Stored records
══════
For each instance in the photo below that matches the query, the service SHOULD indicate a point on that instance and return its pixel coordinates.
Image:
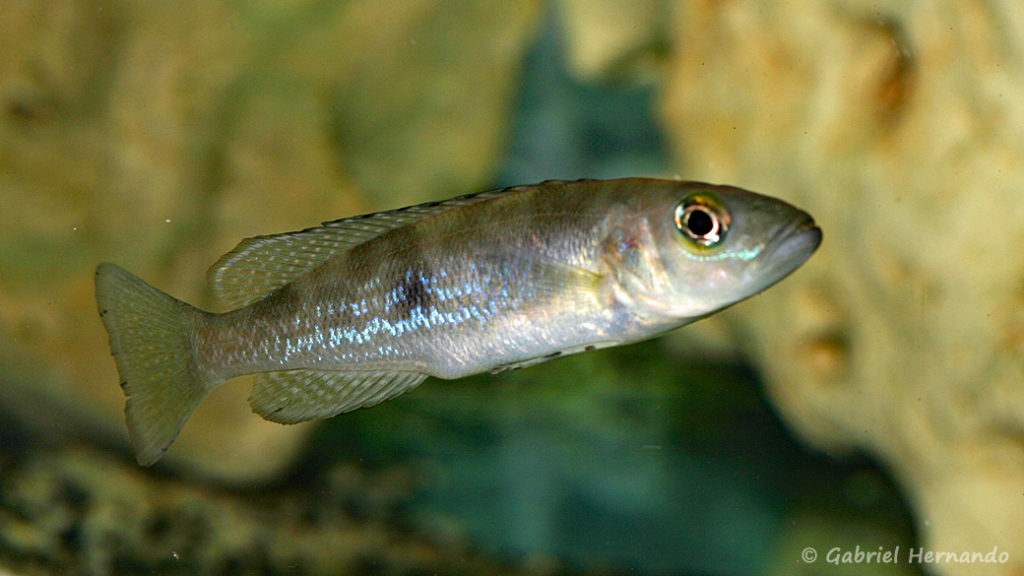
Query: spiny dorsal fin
(296, 396)
(261, 264)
══════
Reproduce the data above without a single change, please, but without its pictures.

For each instance in the photo below that matches the query, the service SHOULD indicate a point on that instance and return its pixel coordinates.
Image:
Query: spiny dorsal fin
(296, 396)
(261, 264)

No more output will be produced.